> STATED PROBLEM
Copy out all of the data below with no alterations.

:::

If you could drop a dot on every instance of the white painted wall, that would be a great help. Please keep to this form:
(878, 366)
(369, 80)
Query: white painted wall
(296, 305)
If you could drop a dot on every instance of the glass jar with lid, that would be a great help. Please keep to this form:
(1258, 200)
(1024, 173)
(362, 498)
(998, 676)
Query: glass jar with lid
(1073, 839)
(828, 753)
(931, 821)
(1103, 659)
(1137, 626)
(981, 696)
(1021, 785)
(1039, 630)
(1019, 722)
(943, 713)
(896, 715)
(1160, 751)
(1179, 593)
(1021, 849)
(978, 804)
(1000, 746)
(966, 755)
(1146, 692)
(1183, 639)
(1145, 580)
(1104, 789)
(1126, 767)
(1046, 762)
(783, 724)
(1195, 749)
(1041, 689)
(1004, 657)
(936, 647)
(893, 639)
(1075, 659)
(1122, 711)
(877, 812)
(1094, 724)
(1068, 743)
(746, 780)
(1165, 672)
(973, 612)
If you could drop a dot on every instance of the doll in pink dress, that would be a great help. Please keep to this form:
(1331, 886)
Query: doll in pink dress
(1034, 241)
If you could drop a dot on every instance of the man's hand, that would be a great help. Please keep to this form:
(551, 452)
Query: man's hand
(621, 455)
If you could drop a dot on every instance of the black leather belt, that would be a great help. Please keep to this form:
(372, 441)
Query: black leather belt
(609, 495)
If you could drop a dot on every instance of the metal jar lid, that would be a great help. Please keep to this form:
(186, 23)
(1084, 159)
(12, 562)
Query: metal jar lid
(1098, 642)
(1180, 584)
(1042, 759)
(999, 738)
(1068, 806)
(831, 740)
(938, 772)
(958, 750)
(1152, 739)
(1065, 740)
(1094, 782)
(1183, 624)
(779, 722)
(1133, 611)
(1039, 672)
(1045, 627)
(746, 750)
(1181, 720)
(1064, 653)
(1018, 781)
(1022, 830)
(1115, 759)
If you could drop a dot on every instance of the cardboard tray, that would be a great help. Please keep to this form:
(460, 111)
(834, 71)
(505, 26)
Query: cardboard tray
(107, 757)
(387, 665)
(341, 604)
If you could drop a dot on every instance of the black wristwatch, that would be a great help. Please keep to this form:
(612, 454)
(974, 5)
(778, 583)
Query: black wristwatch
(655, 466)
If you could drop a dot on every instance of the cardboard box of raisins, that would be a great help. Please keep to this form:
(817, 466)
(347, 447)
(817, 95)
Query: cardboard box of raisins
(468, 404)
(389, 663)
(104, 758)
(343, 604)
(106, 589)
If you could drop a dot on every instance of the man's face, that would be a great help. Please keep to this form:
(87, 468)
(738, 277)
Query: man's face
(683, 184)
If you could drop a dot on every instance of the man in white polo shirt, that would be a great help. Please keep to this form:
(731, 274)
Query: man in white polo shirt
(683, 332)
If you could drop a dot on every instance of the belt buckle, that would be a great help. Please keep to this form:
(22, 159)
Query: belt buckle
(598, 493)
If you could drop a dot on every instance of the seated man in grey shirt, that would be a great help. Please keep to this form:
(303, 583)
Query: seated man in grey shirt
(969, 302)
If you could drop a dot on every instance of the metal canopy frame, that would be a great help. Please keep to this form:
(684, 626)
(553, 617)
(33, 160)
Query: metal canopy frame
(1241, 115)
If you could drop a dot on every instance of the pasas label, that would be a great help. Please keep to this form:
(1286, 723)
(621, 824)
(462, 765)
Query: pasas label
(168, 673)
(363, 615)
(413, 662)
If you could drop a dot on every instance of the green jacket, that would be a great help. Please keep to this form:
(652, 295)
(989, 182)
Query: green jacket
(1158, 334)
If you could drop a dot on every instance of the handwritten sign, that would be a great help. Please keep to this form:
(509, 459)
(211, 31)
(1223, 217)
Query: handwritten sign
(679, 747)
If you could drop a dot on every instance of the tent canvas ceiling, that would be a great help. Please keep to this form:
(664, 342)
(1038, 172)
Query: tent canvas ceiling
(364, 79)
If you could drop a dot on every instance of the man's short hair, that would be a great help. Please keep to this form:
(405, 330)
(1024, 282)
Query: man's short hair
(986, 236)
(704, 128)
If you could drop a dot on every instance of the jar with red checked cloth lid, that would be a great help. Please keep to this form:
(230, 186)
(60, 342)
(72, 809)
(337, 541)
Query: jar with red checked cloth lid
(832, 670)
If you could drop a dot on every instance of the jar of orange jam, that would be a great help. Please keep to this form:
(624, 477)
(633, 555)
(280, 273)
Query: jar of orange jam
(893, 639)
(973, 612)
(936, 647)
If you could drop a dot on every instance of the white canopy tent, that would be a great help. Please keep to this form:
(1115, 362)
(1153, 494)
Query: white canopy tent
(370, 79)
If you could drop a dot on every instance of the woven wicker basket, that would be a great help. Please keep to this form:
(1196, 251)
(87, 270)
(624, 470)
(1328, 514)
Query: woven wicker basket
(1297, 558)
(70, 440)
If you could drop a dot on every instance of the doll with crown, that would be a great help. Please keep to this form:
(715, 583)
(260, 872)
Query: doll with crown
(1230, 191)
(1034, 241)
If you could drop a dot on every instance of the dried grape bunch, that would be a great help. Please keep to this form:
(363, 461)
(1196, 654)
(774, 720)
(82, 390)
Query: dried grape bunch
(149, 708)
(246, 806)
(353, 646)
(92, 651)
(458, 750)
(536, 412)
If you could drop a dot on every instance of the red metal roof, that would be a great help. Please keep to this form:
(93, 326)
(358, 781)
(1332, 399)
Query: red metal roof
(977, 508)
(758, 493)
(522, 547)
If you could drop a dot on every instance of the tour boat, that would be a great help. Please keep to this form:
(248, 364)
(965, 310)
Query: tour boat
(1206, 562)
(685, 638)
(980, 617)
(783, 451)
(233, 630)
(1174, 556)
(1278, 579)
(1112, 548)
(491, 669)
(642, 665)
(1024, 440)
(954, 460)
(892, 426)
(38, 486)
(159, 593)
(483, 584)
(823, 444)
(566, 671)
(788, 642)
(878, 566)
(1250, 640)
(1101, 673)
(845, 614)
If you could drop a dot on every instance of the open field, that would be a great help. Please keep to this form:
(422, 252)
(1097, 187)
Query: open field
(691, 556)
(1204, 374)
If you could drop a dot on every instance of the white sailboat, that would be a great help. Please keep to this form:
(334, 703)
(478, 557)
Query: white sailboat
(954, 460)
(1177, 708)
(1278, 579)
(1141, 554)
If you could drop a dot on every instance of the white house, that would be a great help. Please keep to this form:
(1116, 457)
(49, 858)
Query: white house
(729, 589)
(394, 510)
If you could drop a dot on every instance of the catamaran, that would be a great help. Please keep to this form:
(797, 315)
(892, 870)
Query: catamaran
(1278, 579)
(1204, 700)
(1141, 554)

:::

> RESULT OF THE EXERCISE
If you could drop a dot on every instance of the white painted wall, that would be a great help. Please keep to this form:
(878, 366)
(369, 80)
Query: white painted wall
(296, 305)
If you could drop a dot on every instance of the glass jar with lid, that would be a great help. Please keep to this form:
(1258, 200)
(1024, 173)
(362, 498)
(998, 676)
Query: glass jar with lid
(1073, 839)
(828, 753)
(931, 821)
(1103, 659)
(1137, 626)
(981, 696)
(1021, 785)
(1039, 630)
(1019, 722)
(943, 713)
(896, 715)
(1160, 751)
(1179, 593)
(1021, 849)
(978, 804)
(1000, 746)
(966, 755)
(1146, 692)
(1183, 639)
(1145, 580)
(1104, 789)
(1126, 767)
(1046, 762)
(783, 724)
(1195, 749)
(1041, 689)
(1004, 657)
(936, 647)
(893, 639)
(1075, 659)
(1122, 711)
(877, 812)
(1094, 724)
(1068, 743)
(746, 780)
(1165, 672)
(973, 612)
If you could drop a dot on every instance of the doll in pink dress, that would be a great help. Please keep to this form:
(1331, 886)
Query: doll in pink dress
(1034, 241)
If you could drop a dot on every instance of the man's hand, that would be a great help. Please keep to this form:
(551, 452)
Query: man's hand
(621, 455)
If you could drop a dot on every instance of the black leather belt, that would be a great help. Please keep to this form:
(372, 441)
Query: black leather belt
(609, 495)
If you could drop a dot on every instance of the metal jar lid, that would be a great help. Please keep to this form:
(186, 23)
(1084, 159)
(12, 562)
Query: metal jar lid
(1098, 642)
(1180, 584)
(1042, 759)
(999, 738)
(1068, 806)
(831, 740)
(938, 772)
(958, 750)
(1152, 739)
(1065, 740)
(1094, 782)
(1183, 624)
(779, 722)
(1133, 611)
(1039, 672)
(1045, 627)
(746, 750)
(1181, 720)
(1064, 653)
(1018, 781)
(1022, 830)
(1115, 759)
If you could drop a dot on every instance of the cardboard tray, that would be a great help. Please keep to this form:
(460, 111)
(834, 71)
(505, 26)
Query: cardboard tray
(107, 757)
(387, 665)
(341, 604)
If you could drop a dot on every instance of the black wristwatch, that would be a great help. Please keep to this form:
(612, 454)
(974, 5)
(778, 583)
Query: black wristwatch
(655, 466)
If you could drop a dot on every instance of the cardboard box of raisins, that would be a great help. Please keep to this form:
(817, 466)
(347, 447)
(817, 95)
Query: cardboard box of raisins
(468, 404)
(389, 663)
(104, 758)
(343, 604)
(106, 589)
If you could drop a dot on every instance of the man's face, that would be a great help. Please keep to this form:
(87, 468)
(738, 277)
Query: man's face
(683, 184)
If you could drop a dot on every instance of the man in white polo shirt, that would be a great help. Please keep to this form:
(731, 274)
Query: man in white polo shirt
(683, 332)
If you could drop a dot on every instance of the belt buckle, that would be a great help. Please keep to this form:
(22, 159)
Query: belt buckle
(598, 493)
If you could drop a dot on every instance of the seated man in grey shirt, that would be a great help. Please keep to this form:
(303, 583)
Query: seated man in grey shirt
(969, 302)
If you could drop a dot on every instance of the metal canopy frame, that would be a great help. Please keep to this form:
(684, 626)
(553, 617)
(33, 160)
Query: metal canopy frame
(1241, 115)
If you could drop a dot on every instance of the pasas label, that would be a great help. Please keep to this form:
(1286, 723)
(621, 824)
(462, 765)
Query: pasas label
(168, 673)
(363, 615)
(413, 662)
If you could drop a dot on every instance of the green jacket, that would be a great help. Please keep to this form:
(652, 295)
(989, 182)
Query: green jacket
(1158, 334)
If you could drop a dot on every instance of the handwritten sign, that would be a great help. Please keep to this form:
(509, 459)
(211, 31)
(1223, 217)
Query: handwritten sign
(679, 747)
If you could drop a dot on every instance of the tent canvas ceiling, that would be a great help. Please keep to this form:
(664, 342)
(1038, 172)
Query: tent canvas ceiling
(364, 79)
If you could drop a dot on every instance of the man's short hair, that would be a great help. Please keep to this form:
(405, 330)
(1024, 282)
Query: man's short hair
(986, 236)
(704, 128)
If you could drop a dot on every instance of the jar with red checked cloth lid, that would be a great help. Please keep to this form:
(230, 186)
(60, 342)
(72, 809)
(337, 541)
Query: jar with red checked cloth lid
(832, 670)
If you could drop a dot on every instance of the jar of orange jam, that would be a great help. Please keep to this form:
(624, 477)
(633, 555)
(280, 273)
Query: jar of orange jam
(893, 639)
(973, 612)
(936, 647)
If you could drop a dot on every instance of the white canopy tent, that would be a great help. Please keep to this form:
(1115, 362)
(1153, 494)
Query: white canopy tent
(370, 79)
If you could drop a dot on every instance of the woven wicker basket, that would be a great help. Please keep to this form:
(1196, 251)
(87, 270)
(624, 470)
(1328, 514)
Query: woven wicker basket
(1297, 558)
(70, 440)
If you could drop a dot on every instance of the doll with crown, that would be a great help. Please keep to this form:
(715, 583)
(260, 872)
Query: doll with crown
(1230, 191)
(1034, 241)
If you could drop a dot on every instance of the dried grape bunch, that would be a great help. Please keep to this form:
(363, 461)
(1196, 654)
(774, 720)
(82, 390)
Query: dried grape bunch
(149, 708)
(246, 806)
(353, 646)
(92, 651)
(458, 750)
(536, 412)
If you could drop a dot on every instance of the red metal roof, that would be a great help. Please keep to this form:
(93, 326)
(358, 781)
(1332, 399)
Query: red metal roof
(977, 508)
(758, 493)
(522, 547)
If you could drop a dot on every instance of the tour boat, that would be a great help. Please keep to this form:
(248, 364)
(965, 310)
Query: tour boat
(1206, 562)
(685, 638)
(980, 617)
(783, 451)
(233, 630)
(1174, 556)
(1278, 579)
(1112, 548)
(491, 669)
(642, 665)
(1024, 440)
(954, 460)
(892, 426)
(38, 486)
(159, 593)
(483, 584)
(823, 444)
(566, 671)
(788, 642)
(878, 566)
(1250, 640)
(1101, 673)
(845, 614)
If you could drop a dot on every instance of the open field, that would be a great help. Please keep to this form:
(422, 252)
(1097, 187)
Query: open field
(691, 556)
(1204, 374)
If you could drop a dot on every instance of the white sailboat, that would be a great help. Please keep to this form:
(334, 703)
(478, 557)
Query: white sailboat
(954, 460)
(1177, 708)
(1278, 579)
(1141, 554)
If you could drop a dot on every instance of the white house, that would be a great help. Please keep to this form:
(1116, 457)
(49, 858)
Query: white house
(729, 589)
(394, 510)
If you could drop a dot on every instance of the catamaran, that would be a great help. Please keep to this form:
(797, 315)
(892, 870)
Query: catamaran
(1278, 579)
(1204, 700)
(1141, 554)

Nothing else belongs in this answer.